Pointing and labeling entries:
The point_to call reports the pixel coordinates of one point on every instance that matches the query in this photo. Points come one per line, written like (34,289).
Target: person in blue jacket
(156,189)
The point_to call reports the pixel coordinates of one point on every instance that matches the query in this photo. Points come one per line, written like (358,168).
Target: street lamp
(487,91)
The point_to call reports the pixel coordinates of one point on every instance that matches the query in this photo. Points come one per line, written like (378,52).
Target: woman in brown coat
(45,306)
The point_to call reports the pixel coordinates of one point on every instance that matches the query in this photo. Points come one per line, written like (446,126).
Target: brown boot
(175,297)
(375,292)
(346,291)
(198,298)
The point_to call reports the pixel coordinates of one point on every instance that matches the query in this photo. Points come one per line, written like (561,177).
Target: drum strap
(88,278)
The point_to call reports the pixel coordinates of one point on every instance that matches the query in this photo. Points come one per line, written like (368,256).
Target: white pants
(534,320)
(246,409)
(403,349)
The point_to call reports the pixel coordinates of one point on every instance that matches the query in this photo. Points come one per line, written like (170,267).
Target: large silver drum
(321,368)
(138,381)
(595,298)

---

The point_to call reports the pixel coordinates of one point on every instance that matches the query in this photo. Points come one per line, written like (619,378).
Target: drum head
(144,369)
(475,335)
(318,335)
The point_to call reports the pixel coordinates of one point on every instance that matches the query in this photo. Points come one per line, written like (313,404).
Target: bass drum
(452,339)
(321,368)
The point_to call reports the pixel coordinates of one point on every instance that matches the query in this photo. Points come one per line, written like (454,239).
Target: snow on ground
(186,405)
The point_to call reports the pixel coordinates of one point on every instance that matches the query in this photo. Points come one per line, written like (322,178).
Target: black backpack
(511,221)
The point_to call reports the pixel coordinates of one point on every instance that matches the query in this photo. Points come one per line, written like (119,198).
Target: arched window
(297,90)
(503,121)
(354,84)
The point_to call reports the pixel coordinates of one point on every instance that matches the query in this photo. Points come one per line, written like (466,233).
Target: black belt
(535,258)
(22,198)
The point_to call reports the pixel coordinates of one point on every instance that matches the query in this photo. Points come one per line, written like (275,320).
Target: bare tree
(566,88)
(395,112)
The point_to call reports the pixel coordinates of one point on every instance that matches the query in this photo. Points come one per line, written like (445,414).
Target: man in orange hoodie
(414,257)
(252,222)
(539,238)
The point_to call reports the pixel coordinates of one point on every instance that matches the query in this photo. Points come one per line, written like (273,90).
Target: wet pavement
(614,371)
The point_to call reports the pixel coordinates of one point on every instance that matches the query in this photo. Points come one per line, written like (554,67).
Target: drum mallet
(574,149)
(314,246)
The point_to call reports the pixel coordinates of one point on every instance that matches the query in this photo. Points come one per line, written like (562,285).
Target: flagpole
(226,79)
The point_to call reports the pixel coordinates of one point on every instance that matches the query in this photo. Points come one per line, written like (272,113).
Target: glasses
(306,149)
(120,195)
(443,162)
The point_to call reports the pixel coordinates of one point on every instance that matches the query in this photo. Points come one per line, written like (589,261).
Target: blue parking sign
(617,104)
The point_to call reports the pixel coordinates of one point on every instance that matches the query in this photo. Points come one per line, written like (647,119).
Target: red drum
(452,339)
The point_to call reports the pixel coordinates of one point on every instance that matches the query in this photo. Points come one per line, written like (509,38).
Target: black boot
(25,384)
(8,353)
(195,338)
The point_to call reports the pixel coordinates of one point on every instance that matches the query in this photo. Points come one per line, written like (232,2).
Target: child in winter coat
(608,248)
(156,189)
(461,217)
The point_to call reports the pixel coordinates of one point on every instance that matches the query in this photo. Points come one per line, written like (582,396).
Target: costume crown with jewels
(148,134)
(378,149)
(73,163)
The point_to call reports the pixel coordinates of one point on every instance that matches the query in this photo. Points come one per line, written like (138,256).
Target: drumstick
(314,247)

---

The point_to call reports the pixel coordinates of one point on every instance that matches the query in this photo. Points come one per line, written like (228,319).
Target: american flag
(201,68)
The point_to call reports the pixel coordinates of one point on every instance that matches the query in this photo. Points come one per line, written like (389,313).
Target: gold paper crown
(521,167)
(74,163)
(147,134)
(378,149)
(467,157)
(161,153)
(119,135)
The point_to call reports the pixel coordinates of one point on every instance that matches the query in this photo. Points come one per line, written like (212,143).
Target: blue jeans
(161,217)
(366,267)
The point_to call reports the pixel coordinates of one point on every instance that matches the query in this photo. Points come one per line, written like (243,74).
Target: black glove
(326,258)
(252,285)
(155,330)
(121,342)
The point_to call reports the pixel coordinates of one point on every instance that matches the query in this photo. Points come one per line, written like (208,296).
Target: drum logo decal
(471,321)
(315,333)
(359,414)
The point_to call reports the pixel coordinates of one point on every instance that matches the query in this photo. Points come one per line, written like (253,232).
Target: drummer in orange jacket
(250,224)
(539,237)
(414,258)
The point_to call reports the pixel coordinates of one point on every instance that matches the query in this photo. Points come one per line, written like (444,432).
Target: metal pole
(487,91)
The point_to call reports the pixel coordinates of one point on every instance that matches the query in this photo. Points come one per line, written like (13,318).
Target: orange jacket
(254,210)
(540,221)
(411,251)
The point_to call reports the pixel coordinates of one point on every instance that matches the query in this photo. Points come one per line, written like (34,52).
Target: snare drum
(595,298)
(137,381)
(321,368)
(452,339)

PROBLEM
Pull out each line of the listing containing the word "orange", and copy those lines as they appear.

WRITTEN REPLY
Target: man in orange hoodie
Target: drummer in orange jacket
Target: orange jacket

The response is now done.